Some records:
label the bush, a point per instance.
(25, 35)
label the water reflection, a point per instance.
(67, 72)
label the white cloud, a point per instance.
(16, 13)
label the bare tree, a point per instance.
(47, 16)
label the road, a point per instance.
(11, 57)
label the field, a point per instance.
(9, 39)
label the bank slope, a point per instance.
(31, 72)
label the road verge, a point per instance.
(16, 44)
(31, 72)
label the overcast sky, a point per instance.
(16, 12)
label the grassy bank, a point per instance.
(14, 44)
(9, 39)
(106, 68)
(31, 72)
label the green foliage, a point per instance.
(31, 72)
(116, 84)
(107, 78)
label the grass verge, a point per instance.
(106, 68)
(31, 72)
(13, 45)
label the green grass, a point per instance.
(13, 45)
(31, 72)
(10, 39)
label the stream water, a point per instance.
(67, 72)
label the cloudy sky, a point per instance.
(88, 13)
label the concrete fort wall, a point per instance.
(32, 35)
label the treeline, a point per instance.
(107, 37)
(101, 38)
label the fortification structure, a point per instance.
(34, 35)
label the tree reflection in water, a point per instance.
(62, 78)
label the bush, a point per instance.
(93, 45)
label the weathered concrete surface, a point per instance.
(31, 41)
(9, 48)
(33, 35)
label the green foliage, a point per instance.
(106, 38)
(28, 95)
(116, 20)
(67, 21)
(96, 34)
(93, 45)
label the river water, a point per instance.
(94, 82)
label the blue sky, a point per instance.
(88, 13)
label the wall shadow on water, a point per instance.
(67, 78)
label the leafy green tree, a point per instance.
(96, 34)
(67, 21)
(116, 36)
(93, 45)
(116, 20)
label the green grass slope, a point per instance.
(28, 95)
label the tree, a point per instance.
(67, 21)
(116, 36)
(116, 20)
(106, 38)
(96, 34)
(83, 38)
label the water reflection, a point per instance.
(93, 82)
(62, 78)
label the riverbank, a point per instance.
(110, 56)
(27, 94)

• [Problem to work on]: Write out the lines above as a numbered list, without the blank lines.

• [The reply]:
1. label the bush, a point per instance.
2. (25, 35)
3. label the water reflection, a point per instance.
4. (67, 72)
5. label the white cloud, a point per instance.
6. (16, 13)
7. label the bare tree, a point per instance.
8. (47, 16)
9. label the road, a point per instance.
10. (11, 57)
11. label the field, a point per instance.
12. (9, 39)
13. label the bank slope, a point per instance.
14. (31, 72)
15. label the road verge, a point per instance.
16. (16, 44)
17. (31, 72)
18. label the overcast sky, a point per instance.
19. (16, 12)
20. label the grassy bank, a point per instance.
21. (14, 44)
22. (9, 39)
23. (106, 68)
24. (31, 72)
25. label the green foliage, a point per instance.
26. (31, 72)
27. (116, 84)
28. (107, 78)
29. label the grass verge, a point per instance.
30. (106, 68)
31. (31, 72)
32. (13, 45)
33. label the green grass, a point per instance.
34. (13, 45)
35. (31, 72)
36. (10, 39)
37. label the stream water, a point per instance.
38. (67, 72)
39. label the cloudy sky, a point per instance.
40. (88, 13)
41. label the concrete fort wall, a point per instance.
42. (32, 35)
43. label the treeline, a point per instance.
44. (107, 37)
45. (101, 38)
46. label the fortification structure, a point per instance.
47. (34, 35)
48. label the tree reflection in water, a point per instance.
49. (62, 78)
50. label the bush, a point per instance.
51. (93, 45)
52. label the weathered concrete surface, a point per instance.
53. (31, 41)
54. (9, 48)
55. (33, 35)
56. label the green foliage, a point per instance.
57. (106, 38)
58. (28, 95)
59. (116, 20)
60. (67, 21)
61. (96, 34)
62. (93, 45)
63. label the river water, a point per instance.
64. (94, 82)
65. label the blue sky, a point per instance.
66. (88, 13)
67. label the wall shadow on water, a point per instance.
68. (67, 78)
69. label the leafy green tree, a point per instance.
70. (96, 34)
71. (67, 21)
72. (116, 36)
73. (93, 45)
74. (116, 20)
75. label the green grass slope, a point per instance.
76. (28, 95)
77. label the tree, a point per instance.
78. (67, 21)
79. (116, 36)
80. (116, 20)
81. (106, 38)
82. (96, 34)
83. (83, 38)
84. label the water reflection, a point per instance.
85. (93, 82)
86. (62, 78)
87. label the riverbank, a point per instance.
88. (110, 56)
89. (27, 94)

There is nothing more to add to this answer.